Toyota's ever-widening problems are a tragic case study in how not to lead in crisis.

Under the media spotlight, Toyota CEO Akio Toyoda, grandson of the founder, went into hiding and sent American CEO Jim Lentz to make apologies. Meanwhile, he let serious product quality issues spiral out of control by understating safety risks and product problems. This left the media, politicians, and consumers to dictate the conversation, while Toyota fumbled the responses.

Disingenuous quasi-apologies and disjointed plans for resolution have been Toyota's substitute for crisis response. As accounts pour in about declining quality, the company parades out relatively unknown mid-level managers to quell the firestorm.

It won't work. "You live by the sword; you die by the sword." Toyota's weapon of choice has always been quality, a competitive advantage that prompted many Americans to stop buying GM and Ford brands. Toyota can only regain its footing by transforming itself from top to bottom to deliver the highest quality automobiles.

When terrorists laced Tylenol capsules with cyanide in the mid-1980s, Johnson & Johnson CEO Jim Burke understood his company credo challenged him to put the needs of customers first. Although J&J was not responsible for these problems, Burke nevertheless recalled every Tylenol product from the market.

This is not a crisis of faulty brakes and accelerators, but a leadership crisis. During Chrysler's 1980s crisis, CEO Lee Iacocca took charge, restoring consumer trust and prosperity. When General Motors emerged from bankruptcy last summer, Chairman Ed Whitacre became the trustworthy, determined face of the company's comeback.

Data rows —

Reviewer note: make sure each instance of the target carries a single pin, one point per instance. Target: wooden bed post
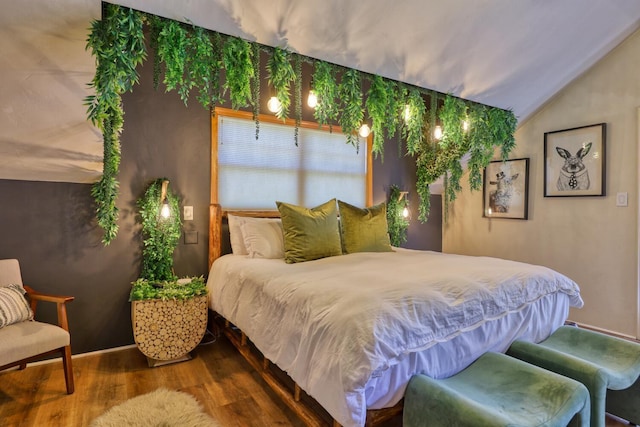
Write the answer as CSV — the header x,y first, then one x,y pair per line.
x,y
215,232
--
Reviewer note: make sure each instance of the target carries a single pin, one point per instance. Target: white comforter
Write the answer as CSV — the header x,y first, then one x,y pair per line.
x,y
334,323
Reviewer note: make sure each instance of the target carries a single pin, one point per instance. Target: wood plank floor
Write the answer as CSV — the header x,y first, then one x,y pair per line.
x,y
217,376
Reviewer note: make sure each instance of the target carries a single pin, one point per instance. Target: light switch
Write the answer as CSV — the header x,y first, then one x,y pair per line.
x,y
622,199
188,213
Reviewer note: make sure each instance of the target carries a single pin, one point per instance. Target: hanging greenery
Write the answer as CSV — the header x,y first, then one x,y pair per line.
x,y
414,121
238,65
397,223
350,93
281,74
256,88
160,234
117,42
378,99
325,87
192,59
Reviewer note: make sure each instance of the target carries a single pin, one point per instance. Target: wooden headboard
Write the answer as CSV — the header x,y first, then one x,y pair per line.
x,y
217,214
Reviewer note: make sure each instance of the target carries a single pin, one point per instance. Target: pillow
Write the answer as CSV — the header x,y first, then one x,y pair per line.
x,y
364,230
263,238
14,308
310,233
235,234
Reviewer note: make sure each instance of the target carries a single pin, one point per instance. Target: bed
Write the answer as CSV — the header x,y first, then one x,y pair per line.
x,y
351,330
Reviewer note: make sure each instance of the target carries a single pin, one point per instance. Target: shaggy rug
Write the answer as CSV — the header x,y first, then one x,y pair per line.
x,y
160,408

Written request — Carry on the piece about Toyota's leadership during its quality crisis, starting after its final sentence.

The answer —
Toyota needs a credible leader with a strong, cohesive plan. Mr. Toyoda seems to be anything but. His uninspired words of optimism from Davos recently only unnerved customers and U.S. regulators. Meanwhile, Ford and GM are working hard to regain the market share they lost at Toyota's expense.

How can Akio Toyoda get Toyota back on track? 

Here are some recommendations from Harvard Professor Bill George, based on his recent book, Seven Lessons for Leading in Crisis (J-B Warren Bennis Series):

'1: Face reality, starting with yourself. Faced with multiple reports of accidents from sticking accelerators, Toyota blamed the problems on stuck floor mats and panicky drivers. Instead, Toyota should acknowledge that its vaunted quality system failed. CEO Toyoda should take personal responsibility by saying that he pushed too hard for growth and neglected quality. By admitting his errors, he gives every Toyota employee permission to acknowledge mistakes and to get on with correcting them, instead of denying reality.

2: Don't be Atlas; get the world off your shoulders. Toyoda cannot expect to solve problems of this magnitude himself. Instead, he needs a crisis team reporting directly to him, working 24/7 to get problems fixed—permanently. He also needs outside counsel, as he appears to be listening only to insiders who are defensive about criticism. He should add the world's top quality experts to his fix-it team and listen carefully to their advice.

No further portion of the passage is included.